Task details » Using the entries below, output exactly the line containing "Find the cracked" and all lines that follow it to the end.
-=-=-=-=-
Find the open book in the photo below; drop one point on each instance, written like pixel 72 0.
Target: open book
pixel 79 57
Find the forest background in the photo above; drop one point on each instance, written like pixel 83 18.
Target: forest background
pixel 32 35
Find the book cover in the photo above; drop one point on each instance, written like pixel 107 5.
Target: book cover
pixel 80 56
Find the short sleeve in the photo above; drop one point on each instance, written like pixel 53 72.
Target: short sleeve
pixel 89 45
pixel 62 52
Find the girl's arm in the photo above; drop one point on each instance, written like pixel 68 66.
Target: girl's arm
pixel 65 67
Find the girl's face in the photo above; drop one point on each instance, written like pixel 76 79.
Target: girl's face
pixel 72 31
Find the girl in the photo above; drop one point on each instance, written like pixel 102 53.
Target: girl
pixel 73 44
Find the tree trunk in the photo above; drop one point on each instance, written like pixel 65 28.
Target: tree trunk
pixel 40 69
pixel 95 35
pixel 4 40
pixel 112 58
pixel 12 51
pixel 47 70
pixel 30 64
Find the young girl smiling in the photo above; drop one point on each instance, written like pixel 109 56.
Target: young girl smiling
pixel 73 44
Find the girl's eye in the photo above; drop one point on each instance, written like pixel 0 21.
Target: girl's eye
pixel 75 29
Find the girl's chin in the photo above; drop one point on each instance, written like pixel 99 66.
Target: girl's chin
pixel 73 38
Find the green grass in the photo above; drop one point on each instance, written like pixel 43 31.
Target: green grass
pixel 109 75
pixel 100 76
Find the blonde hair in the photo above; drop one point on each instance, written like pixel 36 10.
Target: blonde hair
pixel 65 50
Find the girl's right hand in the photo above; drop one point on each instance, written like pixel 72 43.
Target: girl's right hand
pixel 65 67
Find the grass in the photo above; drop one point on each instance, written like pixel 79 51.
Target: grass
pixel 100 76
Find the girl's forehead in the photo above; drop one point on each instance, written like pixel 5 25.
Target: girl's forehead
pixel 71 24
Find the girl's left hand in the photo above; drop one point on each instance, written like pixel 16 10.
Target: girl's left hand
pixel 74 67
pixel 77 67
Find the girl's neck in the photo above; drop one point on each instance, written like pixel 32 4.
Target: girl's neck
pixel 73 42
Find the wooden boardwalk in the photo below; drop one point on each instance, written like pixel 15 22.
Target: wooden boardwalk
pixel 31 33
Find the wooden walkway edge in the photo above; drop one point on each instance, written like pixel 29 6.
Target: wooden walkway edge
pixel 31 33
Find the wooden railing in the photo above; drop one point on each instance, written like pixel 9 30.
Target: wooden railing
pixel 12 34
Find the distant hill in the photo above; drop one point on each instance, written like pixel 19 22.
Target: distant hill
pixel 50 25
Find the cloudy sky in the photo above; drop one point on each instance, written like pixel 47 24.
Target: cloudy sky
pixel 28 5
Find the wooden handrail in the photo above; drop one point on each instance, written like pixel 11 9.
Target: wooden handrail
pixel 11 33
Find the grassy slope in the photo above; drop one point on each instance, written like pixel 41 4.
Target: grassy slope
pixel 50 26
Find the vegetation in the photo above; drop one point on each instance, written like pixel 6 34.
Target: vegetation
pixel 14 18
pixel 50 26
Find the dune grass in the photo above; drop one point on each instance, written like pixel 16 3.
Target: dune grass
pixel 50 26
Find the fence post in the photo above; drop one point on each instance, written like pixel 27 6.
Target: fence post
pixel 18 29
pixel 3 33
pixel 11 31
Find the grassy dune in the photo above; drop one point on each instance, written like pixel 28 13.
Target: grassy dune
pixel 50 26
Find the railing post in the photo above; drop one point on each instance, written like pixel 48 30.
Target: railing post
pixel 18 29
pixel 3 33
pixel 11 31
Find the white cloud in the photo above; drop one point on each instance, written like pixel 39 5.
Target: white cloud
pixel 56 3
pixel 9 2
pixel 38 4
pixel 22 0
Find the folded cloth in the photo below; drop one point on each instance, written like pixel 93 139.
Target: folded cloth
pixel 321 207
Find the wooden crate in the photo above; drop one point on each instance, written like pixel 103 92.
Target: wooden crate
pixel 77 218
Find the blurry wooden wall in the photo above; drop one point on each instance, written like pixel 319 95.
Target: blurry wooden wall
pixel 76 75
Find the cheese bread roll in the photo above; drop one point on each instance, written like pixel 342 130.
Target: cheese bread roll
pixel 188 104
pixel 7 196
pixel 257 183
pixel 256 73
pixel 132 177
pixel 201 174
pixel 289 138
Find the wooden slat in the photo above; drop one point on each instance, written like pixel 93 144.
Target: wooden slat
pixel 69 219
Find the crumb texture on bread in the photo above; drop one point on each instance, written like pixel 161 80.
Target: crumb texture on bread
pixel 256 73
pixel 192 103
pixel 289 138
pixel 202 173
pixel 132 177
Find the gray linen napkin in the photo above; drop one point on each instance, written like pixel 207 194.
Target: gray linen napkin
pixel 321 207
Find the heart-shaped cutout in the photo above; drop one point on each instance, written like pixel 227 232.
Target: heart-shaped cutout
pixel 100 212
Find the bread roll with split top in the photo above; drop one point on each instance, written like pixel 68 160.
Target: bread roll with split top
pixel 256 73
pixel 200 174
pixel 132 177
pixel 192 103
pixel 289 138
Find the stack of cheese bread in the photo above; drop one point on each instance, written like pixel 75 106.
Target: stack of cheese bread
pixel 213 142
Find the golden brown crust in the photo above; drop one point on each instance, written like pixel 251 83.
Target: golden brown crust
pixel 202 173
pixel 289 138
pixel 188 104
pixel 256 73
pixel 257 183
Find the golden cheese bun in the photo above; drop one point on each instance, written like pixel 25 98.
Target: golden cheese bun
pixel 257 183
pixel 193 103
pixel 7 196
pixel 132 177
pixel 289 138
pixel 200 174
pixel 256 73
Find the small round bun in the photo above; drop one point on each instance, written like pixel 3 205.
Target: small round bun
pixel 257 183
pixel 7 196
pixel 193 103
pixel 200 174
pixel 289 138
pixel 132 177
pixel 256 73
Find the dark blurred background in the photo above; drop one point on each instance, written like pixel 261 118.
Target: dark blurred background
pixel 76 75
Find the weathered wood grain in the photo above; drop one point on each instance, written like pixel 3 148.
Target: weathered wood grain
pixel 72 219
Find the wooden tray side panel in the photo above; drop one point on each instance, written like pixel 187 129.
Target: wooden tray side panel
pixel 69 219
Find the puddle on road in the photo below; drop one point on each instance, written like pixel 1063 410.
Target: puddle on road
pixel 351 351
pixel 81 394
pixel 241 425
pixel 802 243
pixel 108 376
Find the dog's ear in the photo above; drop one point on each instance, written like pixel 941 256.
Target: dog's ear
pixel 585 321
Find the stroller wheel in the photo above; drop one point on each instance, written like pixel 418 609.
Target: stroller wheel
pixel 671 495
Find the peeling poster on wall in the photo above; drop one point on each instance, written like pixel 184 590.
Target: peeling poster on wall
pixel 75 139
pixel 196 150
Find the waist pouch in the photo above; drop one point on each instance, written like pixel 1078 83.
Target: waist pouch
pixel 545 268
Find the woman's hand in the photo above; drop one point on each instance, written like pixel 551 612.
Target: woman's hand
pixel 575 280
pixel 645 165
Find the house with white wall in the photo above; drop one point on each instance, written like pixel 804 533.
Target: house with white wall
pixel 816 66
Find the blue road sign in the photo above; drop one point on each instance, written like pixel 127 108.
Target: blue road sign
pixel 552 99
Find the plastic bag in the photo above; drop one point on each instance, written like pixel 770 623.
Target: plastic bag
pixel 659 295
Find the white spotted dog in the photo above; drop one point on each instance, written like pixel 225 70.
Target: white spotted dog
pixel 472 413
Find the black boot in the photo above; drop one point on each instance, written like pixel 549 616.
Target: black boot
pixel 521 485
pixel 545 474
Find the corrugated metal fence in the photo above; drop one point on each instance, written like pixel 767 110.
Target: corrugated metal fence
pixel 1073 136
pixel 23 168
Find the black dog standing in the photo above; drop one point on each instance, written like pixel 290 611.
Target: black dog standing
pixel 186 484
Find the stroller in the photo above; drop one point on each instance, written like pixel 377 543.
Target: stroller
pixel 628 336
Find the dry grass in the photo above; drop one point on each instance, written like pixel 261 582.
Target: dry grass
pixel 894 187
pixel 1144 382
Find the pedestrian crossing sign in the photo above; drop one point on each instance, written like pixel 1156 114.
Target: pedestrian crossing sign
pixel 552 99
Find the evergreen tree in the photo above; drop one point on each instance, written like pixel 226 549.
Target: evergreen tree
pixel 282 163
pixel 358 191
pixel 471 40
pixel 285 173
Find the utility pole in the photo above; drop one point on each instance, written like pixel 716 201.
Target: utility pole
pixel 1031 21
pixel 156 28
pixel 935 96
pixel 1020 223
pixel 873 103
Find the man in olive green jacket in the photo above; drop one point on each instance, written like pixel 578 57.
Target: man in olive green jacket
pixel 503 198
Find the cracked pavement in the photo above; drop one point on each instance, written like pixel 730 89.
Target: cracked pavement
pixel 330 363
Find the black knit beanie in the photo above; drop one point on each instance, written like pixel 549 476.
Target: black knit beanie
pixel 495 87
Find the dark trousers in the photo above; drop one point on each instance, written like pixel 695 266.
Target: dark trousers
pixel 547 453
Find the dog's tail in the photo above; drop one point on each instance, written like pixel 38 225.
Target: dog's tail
-=-=-=-=-
Complete response »
Find the cracked pavement in the photo above; drop one point on each instance, written like pixel 730 89.
Target: cracked pavement
pixel 330 363
Find the black knit beanie in the photo above; drop one point on each instance, written like pixel 549 476.
Target: black knit beanie
pixel 495 87
Find the dark trousers in the photo above; drop one point on each instance, written like pixel 695 266.
Target: dark trousers
pixel 547 453
Find the dog's tail in the photo above; drop one point on each instance, written like pixel 38 225.
Target: dog's tail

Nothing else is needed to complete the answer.